Me quedé inmóvil. Cerré los ojos, como si hacerme invisible pudiera salvarme. Escuché un portazo, luego el motor de su auto alejándose. Ya no había nadie. Abrí los ojos. No salían lágrimas. Solo había confusión. No sabía qué hacer ni a quién contarle. Me sentía avergonzada, culpable, desorientada.

Recibí atención médica. Me examinaron, me prescribieron tratamiento. Alguien me preguntó qué había ocurrido. Y para entonces, varias personas ya sabían. Me brindaron apoyo. Alguien me alentó a hablar con la verdad. La policía vino. Di mi declaración. El oficial redactó un informe. Pero decidí no presentar cargos. No buscaba venganza ni quería perjudicarlo. No tenía cabeza para eso… o quizás aún estaba minimizando lo que él había hecho.

Días después, acompañada por una psicóloga, volví a la casa para recoger mis pertenencias. Ella intervino con profesionalismo, y nos confrontó a ambos: —¿Qué sentiste al verla en el piso? —le preguntó. —No quería que se volviera a levantar. Su voz me molesta. Ya no la quiero. Ya no la amo —respondió él.

Yo no había querido ver lo que ahora decía en voz alta. Pero sus actos ya lo habían dejado claro. Yo simplemente estaba en negación.

Meses después, volvió a buscarme. Se arrodilló y me suplicó otra oportunidad. Y yo, aún herida, lo acepté. Durante un año todo pareció calmarse. Pero pronto noté cómo volvió a anularme, a minimizarme, a apoderarse de mis ideas, de mis palabras. Sabía muy bien hacia dónde iba todo eso. Rompió sus promesas, traicionó sus juramentos de cambio y lealtad.

Con lágrimas en los ojos y el corazón destrozado, di un paso firme hacia mi libertad. Aproveché un día en que él estaría fuera todo el día. Tomé lo esencial… y crucé el umbral para no volver jamás.

Tiempo después, volvió a contactarme. Me dijo que reconocía sus errores, que había fallado, que no entendía muchas cosas de sí mismo, pero que deseaba reparar el daño. Me ofreció ayuda legal para resolver mi situación migratoria. Vi honestidad en sus palabras, al menos por un momento, y acepté. Pero, una vez más, el compromiso quedó inconcluso. Se mudó de ciudad, comenzó otra relación. No sé qué le molestó tanto, pero empecé a recibir llamadas agresivas, llenas de acusaciones y amenazas. Dijo que dañaría a mi familia… aquí y fuera del país.

Han pasado varios años. Y hoy puedo decir que ese episodio no solo sacudió mi cuerpo, también despertó mi alma. Fue el punto de quiebre que marcó el inicio de mi verdadero camino.

## Preguntas:
[1] Responde con datos del relato:
(a) ¿Quién acompañó a quien narra cuando volvió a la casa a recoger sus pertenencias?
(b) ¿Durante cuánto tiempo pareció calmarse todo después de que aceptó darle otra oportunidad?
(c) ¿Qué le ofreció él cuando volvió a contactarla tiempo después?
[2] Enumera todos los adjetivos de la oración del relato que empieza con «Me sentía».
[3] Prosigue el relato desde el punto en que termina.

## Extractos de filas:
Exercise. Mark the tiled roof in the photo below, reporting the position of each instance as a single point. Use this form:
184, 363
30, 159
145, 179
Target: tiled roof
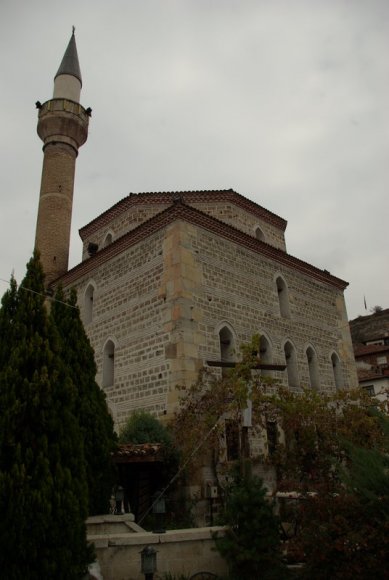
181, 211
363, 350
133, 453
371, 374
188, 197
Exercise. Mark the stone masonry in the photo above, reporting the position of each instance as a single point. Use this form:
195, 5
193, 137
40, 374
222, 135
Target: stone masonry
174, 275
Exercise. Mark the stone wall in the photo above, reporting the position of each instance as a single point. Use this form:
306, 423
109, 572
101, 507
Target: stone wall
163, 300
178, 552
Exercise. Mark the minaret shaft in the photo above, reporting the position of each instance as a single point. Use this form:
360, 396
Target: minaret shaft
55, 209
63, 128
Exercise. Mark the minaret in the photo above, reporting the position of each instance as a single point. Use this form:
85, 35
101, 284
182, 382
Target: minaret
63, 128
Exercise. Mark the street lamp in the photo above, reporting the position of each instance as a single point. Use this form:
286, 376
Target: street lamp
148, 562
159, 510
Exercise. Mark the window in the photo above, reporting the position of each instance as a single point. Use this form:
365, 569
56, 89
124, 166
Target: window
369, 390
283, 299
291, 364
259, 234
232, 439
265, 354
272, 436
108, 364
107, 240
88, 303
337, 370
226, 340
313, 368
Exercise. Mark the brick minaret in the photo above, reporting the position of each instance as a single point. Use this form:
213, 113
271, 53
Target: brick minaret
63, 128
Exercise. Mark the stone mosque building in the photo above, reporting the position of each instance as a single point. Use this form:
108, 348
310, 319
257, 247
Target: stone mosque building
169, 281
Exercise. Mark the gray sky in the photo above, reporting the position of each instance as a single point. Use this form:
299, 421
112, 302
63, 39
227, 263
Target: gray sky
284, 101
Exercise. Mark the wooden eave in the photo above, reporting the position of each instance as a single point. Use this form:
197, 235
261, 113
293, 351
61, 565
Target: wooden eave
181, 211
188, 197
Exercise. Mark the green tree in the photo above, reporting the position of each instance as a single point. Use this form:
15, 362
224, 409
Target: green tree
251, 543
43, 494
91, 407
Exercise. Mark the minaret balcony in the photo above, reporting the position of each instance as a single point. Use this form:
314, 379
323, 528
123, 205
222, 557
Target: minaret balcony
63, 121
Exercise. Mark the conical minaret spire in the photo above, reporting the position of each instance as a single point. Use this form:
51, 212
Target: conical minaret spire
63, 128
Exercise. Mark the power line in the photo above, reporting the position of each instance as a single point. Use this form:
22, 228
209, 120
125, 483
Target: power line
45, 296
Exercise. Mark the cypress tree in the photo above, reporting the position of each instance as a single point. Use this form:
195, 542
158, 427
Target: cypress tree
43, 492
251, 543
91, 408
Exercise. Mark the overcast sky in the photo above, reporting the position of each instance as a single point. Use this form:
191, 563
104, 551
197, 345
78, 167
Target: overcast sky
287, 102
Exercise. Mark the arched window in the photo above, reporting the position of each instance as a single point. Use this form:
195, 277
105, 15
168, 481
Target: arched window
265, 354
88, 303
291, 364
313, 368
259, 234
337, 370
227, 346
283, 299
108, 239
108, 364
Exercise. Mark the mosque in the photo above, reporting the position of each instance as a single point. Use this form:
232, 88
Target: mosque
171, 282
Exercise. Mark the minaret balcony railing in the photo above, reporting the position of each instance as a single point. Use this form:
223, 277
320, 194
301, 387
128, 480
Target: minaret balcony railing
64, 105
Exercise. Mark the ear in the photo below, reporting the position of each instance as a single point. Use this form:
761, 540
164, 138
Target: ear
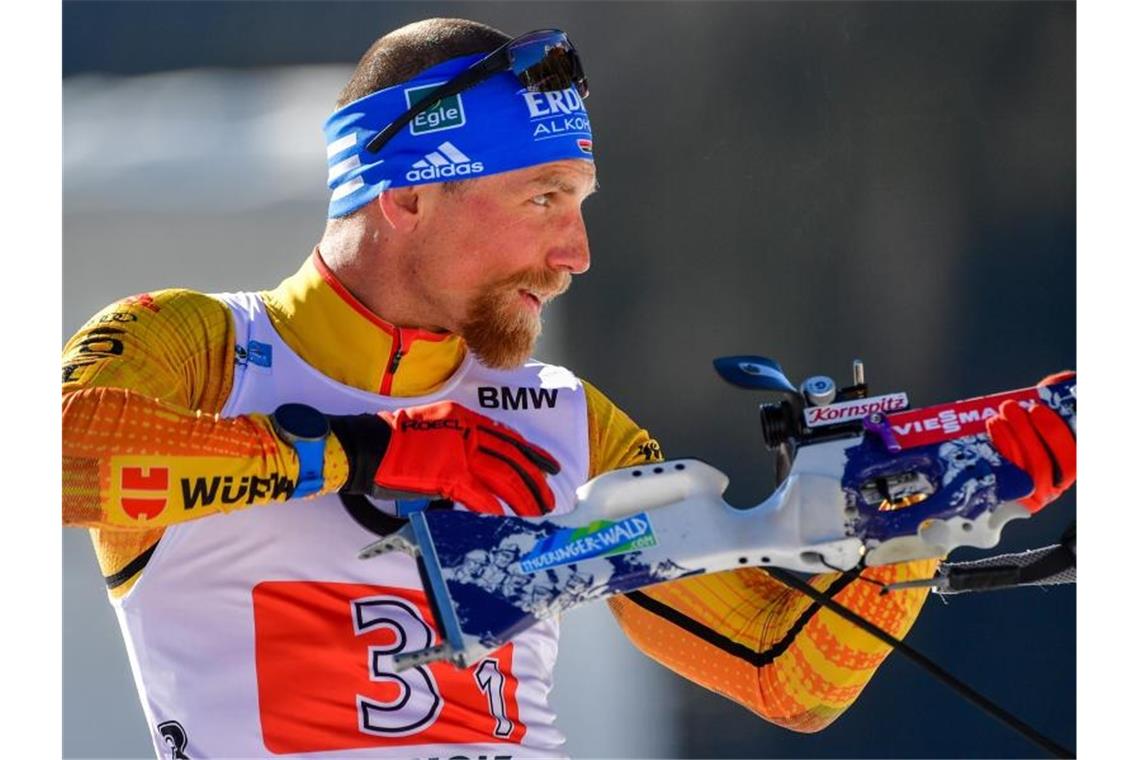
400, 207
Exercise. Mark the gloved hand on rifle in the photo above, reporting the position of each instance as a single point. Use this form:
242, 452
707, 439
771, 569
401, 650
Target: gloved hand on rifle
446, 450
1040, 442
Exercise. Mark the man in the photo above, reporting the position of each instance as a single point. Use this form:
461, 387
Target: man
237, 450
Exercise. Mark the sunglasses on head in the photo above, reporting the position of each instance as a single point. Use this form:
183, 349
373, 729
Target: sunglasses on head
544, 60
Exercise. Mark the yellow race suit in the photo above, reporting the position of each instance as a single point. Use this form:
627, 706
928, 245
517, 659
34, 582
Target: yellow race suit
146, 377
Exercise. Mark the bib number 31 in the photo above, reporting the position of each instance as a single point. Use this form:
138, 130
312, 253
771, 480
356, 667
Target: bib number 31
326, 680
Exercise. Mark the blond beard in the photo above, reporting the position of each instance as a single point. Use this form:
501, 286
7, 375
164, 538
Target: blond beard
499, 331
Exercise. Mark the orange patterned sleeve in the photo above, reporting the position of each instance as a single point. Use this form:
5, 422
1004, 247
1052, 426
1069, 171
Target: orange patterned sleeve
744, 635
143, 443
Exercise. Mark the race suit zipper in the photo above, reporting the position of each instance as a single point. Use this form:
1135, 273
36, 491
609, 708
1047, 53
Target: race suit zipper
393, 362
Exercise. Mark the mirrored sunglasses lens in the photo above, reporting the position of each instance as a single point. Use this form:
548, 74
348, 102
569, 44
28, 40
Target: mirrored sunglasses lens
546, 64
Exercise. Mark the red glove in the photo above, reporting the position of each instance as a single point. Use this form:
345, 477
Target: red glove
1040, 442
445, 449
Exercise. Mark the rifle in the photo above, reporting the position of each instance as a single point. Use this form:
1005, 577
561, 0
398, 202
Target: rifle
863, 481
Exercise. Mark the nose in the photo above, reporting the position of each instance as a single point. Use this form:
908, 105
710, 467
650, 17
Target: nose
571, 253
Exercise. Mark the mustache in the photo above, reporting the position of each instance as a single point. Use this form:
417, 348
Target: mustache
544, 283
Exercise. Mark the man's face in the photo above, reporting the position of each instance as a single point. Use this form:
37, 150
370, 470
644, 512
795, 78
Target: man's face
494, 251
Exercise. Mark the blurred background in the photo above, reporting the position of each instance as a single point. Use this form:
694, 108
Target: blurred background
808, 181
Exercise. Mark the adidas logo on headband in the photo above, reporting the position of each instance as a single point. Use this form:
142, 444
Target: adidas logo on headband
445, 162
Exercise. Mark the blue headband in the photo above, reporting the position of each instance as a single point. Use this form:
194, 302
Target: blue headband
494, 127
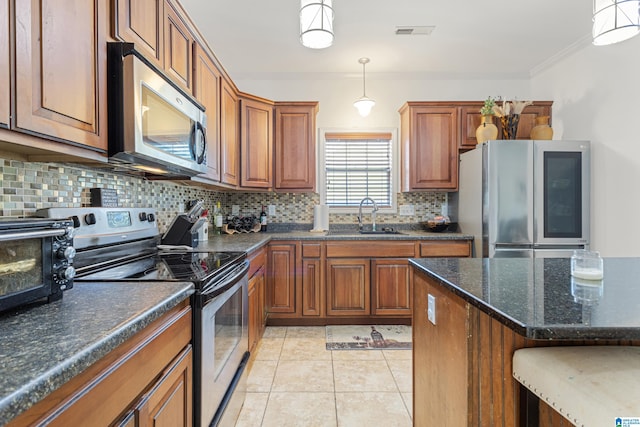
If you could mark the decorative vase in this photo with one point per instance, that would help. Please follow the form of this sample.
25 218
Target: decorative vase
510 126
542 130
487 130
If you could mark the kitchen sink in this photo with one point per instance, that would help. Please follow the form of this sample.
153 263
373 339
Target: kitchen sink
356 232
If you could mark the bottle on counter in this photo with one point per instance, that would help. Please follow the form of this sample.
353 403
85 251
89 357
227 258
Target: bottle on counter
263 220
218 219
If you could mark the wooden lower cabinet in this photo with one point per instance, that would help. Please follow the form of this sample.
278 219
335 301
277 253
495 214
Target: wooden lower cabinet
391 287
170 402
256 308
147 380
348 288
281 279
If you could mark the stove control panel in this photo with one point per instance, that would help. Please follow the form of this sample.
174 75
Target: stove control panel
98 226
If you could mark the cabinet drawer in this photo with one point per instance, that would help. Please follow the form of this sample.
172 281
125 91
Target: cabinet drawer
257 259
461 248
311 250
371 248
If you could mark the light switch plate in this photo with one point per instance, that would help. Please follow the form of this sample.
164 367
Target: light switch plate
407 210
431 308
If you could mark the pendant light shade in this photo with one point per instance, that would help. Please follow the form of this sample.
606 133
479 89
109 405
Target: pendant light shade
316 23
364 104
615 20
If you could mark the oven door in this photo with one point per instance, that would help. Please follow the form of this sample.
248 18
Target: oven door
221 345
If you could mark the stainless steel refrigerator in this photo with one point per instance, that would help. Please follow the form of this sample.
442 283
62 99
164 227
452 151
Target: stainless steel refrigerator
525 198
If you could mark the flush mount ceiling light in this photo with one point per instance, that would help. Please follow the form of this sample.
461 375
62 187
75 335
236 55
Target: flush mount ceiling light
316 23
364 104
615 20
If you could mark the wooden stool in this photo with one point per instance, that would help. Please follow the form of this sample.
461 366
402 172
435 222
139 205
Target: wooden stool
588 385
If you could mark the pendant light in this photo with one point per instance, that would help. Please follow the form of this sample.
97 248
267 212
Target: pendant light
316 23
615 20
364 104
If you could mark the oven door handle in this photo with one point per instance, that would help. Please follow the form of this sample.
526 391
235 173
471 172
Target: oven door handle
22 235
227 282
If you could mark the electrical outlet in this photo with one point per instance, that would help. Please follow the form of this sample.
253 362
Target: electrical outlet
444 209
407 210
431 308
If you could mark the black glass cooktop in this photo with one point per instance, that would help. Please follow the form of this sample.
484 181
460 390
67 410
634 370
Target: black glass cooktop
197 267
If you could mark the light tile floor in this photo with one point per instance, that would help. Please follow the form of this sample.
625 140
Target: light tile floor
294 381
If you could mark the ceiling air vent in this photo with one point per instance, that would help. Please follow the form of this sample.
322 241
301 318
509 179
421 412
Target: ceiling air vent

## Respuestas por tarea:
[1]
(a) Una psicóloga.
(b) Durante un año.
(c) Ayuda legal para resolver su situación migratoria.

[2] avergonzada, culpable, desorientada

[3]
En medio del silencio, secando mis lágrimas, le hablé a Dios. Le pedí que me mostrara un camino. No sabía cómo respondía Él… pero ese mismo día recibí una llamada de mi madre. No nos habíamos visto en veinte años. Disimulando mi dolor, le dije que estaba bien, que pronto la sorprendería. Ella me dijo: —Debes confiar en Dios.

Esa noche soñé una batalla en el cielo: dos espadas se cruzaban. Un ángel vencía a un fantasma, que huía despavorido. Al despertar, me pregunté quién era ese ángel. Supe que era el Arcángel Miguel. Y comprendí: ese era mi mensaje.

Un día me descubrí sonriendo. Ya no dolía. Ya no lo pensaba. Volví a cantar, a disfrutar de las cosas pequeñas. Y entonces llegaron las grandes: oportunidades, regalos, viajes. Y finalmente, el tan anhelado abrazo con mi madre, veinte años después. Mi situación migratoria se resolvió. Mi vida personal y profesional floreció.

Desde entonces, la vida me ha regalado cosas maravillosas: materiales, emocionales, espirituales. Y he aprendido a elegir con sabiduría a las personas que me rodean.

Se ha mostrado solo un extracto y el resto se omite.